# Parametrising LogNormal distribution knowing only sample mean, and 90th percentile

#### thatdannyt

##### New Member
I'm a little stuck, and hope someone will be able to explain this to me.

I have sample mean, and value of the 90th percentile of the sample. If distribution is assumed to be LogNormal, is there a way of estimating parameters of mu and sigma of that LogNormal distribution?

I'm trying to de-construct work that was previously done by someone else, and their solution is this:

(1) Prob=NORMDIST((LN(percentile)-mu)/sigma,0,1,1)
(2) sigma=SQRT(2*(LN(mean)-mu))
(3) mu=[found iteratively using solver]

Solver changes value of (3) mu, trying to equate (1) to 90% (after all, the 90th percentile). And this does seem to work (as in, if you plug the sigma and mu parameters, statistics look reasonable), however I'm unsure how formula for (2) sigma came to be.

For example, if we assume that sample mean =30, and 90th percentile is 93, the parameters are
(2) sigma=1.30,
(3) mu=2.85,

while (1) Probability=90.3%

What am I missing?

Cheers
Dan

#### BGM

##### TS Contributor
Re: Parametrising LogNormal distribution knowing only sample mean, and 90th percentil

I think you are just equating the sample quantile to the population quantile, and equating the sample mean to the population mean, similar to method of moment.

Let $$z_{\alpha}$$ be the number satisfying $$\Pr\{Z > z_{\alpha}\} = \alpha$$ where $$Z \sim \mathcal{N}(0, 1)$$

Then you equate $$X_{((1-\alpha) n)} = e^{\mu + \sigma z_{\alpha}}$$

and $$\bar{X} = e^{\mu + \frac {\sigma^2} {2}}$$

____

DIRECTION: Write out the part of the forum thread on estimating lognormal parameters starting with "(2) sigma=SQRT(2*(LN(mean)-mu))" and going on through "came to be.". The listing comes from a separate source.

STORED DATA:
____

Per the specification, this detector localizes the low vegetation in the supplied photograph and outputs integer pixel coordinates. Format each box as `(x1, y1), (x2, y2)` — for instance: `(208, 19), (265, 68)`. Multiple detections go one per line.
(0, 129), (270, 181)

____

EXERCISE RESULT:
(2) sigma=SQRT(2*(LN(mean)-mu))
(3) mu=[found iteratively using solver]

Solver changes value of (3) mu, trying to equate (1) to 90% (after all, the 90th percentile). And this does seem to work (as in, if you plug the sigma and mu parameters, statistics look reasonable), however I'm unsure how formula for (2) sigma came to be.